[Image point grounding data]
Start of Block

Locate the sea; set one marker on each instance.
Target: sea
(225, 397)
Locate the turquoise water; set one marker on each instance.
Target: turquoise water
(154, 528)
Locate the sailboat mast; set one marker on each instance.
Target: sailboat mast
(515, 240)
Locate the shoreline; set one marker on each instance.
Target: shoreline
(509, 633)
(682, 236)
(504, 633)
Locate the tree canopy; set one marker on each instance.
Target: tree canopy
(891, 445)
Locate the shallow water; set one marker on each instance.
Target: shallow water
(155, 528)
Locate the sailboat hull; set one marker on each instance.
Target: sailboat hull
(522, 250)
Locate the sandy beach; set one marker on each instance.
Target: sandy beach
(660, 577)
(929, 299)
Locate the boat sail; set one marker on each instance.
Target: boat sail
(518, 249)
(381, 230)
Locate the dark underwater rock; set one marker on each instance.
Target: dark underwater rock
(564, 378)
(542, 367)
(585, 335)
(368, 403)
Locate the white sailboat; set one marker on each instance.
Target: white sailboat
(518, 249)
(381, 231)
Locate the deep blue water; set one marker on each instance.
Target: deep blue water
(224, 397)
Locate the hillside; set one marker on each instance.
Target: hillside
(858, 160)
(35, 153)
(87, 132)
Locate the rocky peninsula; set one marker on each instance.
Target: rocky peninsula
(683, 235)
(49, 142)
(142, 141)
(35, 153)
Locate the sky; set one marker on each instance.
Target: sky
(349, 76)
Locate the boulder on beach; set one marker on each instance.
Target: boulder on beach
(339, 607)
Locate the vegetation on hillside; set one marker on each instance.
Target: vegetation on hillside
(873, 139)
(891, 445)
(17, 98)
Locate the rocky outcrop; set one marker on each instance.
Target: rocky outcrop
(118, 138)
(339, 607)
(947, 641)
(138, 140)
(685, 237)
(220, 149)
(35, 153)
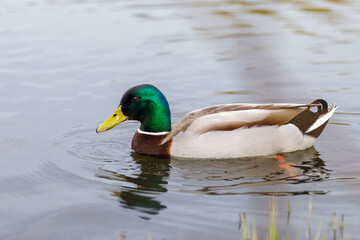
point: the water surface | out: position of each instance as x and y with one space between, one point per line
65 64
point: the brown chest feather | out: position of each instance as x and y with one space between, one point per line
150 145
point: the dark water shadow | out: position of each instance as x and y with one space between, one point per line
148 184
246 176
268 175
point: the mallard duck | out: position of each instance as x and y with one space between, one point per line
221 131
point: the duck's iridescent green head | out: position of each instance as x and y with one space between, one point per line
144 103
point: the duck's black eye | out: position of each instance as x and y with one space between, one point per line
135 99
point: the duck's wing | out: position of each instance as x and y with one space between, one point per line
232 116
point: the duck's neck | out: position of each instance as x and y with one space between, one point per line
158 121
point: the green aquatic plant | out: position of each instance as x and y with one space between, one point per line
250 232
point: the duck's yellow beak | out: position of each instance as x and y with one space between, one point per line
116 118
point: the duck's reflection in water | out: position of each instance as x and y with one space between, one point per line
256 175
149 183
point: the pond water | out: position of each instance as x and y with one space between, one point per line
64 65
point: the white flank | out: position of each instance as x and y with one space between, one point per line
152 133
322 119
243 142
207 122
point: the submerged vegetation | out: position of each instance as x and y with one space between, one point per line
249 232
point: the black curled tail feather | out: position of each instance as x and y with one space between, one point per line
307 118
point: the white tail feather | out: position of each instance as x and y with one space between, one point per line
322 119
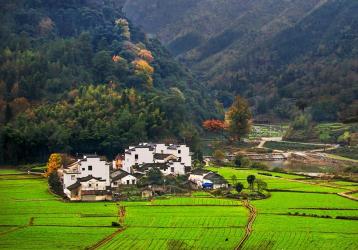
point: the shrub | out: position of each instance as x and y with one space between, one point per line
259 165
115 224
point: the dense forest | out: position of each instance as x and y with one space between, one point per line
76 76
281 55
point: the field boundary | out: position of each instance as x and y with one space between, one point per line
105 240
250 222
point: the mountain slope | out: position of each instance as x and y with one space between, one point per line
276 53
75 76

End of Block

**What you will do:** Repeat all of the entries above exactly. Keep pictures out of it.

**Written answer:**
Locate the sea; set one marker on each instance.
Target: sea
(225, 397)
Locate the turquoise water; set one marker on each instance.
Target: turquoise water
(154, 528)
Locate the sailboat mast; set one marker on each instance.
Target: sailboat mast
(515, 240)
Locate the shoreline; set one marker on each instance.
Target: shoreline
(509, 633)
(682, 236)
(504, 633)
Locate the tree canopy; set one marker on each instance.
Target: tree canopy
(891, 445)
Locate the shallow water; set one marker on each instance.
Target: shallow water
(155, 528)
Locate the sailboat hull; set one marker on each instance.
Target: sailboat hull
(522, 250)
Locate the sandy beach; set one marker on each instance.
Target: sandy beach
(660, 577)
(929, 299)
Locate the boat sail; set one marker on each instance.
Target: boat sail
(518, 249)
(381, 230)
Locate the dark underwater rock; set one marker on each instance.
Target: dark underwater rock
(564, 378)
(542, 367)
(585, 335)
(368, 403)
Locate the white sailboat; set one marker on each instance.
Target: white sailboat
(518, 249)
(381, 231)
Locate the deep blue water; set one marker on each instance.
Target: deep blue water
(224, 397)
Locate the hillside; set one marker on each instance.
Target: hillside
(858, 160)
(35, 153)
(87, 132)
Locate the rocky peninsula; set one marker on each instance.
Target: rocky peninsula
(683, 235)
(49, 142)
(142, 141)
(35, 153)
Locate the sky; set one marker on each instance.
Target: sky
(349, 76)
Locate the boulder on beach; set one marker on each instance.
Target: boulder on beach
(339, 607)
Locate the vegetation on hillside; set one marker on each instance.
Target: vegetation on hillside
(873, 139)
(891, 445)
(17, 98)
Locate the rocky outcrop; set one marker on each instance.
Target: rocky outcrop
(118, 138)
(339, 607)
(947, 641)
(138, 140)
(685, 237)
(220, 149)
(35, 153)
point: the water surface | out: position of each instance as x and y with one space between, one point per line
65 64
point: the brown chest feather | out: position of each instance as x and y with one space between, one point per line
150 145
point: the dark water shadow | out: position of each instance as x and y with one space between, one point per line
148 184
246 176
268 175
point: the mallard duck | out: position of each instance as x and y with one space between, one point per line
221 131
point: the duck's iridescent green head | out: position of each instance as x and y with one space between, one point per line
144 103
point: the duck's black eye | out: position of each instance as x and y with one space between, one point per line
135 99
point: the duck's wing | out: position of each instance as x and y with one space between, one point per line
232 116
point: the duck's neck | out: position of each instance as x and y with one space between, one point per line
158 121
point: the green aquatic plant | out: position of each instance as x and y with one space between, one point per line
250 232
point: the duck's yellow beak | out: position of each instance as x and y with one space between, one point per line
116 118
point: the duck's reflection in water | out: position of each instance as x and y with one space between, one point per line
256 175
149 183
point: the pond water | out: position of each instance as x and y with one space between, one point per line
64 65
point: the white flank | out: position of each instance as x and y with one space between, one point per line
152 133
322 119
243 142
207 122
point: the submerged vegetation | out: position of each instance as x and y with one space between, one point per line
249 232
point: the black curled tail feather | out: position of each instance as x and y with one space between, one point per line
307 118
point: the white tail feather | out: position of each instance as x and y with one space between, one point per line
322 119
point: the shrub | out: position of each instance as x and y with one space between, one point per line
259 165
115 224
point: the dense forest | out: position of each instance as x and y with one space between, one point per line
76 76
281 55
point: the field boundary | out: position of each instance as x and y with one space between, one point per line
105 240
250 222
point: the mountain slope | out: position of each instance as x and y with one space between, one point per line
276 53
75 76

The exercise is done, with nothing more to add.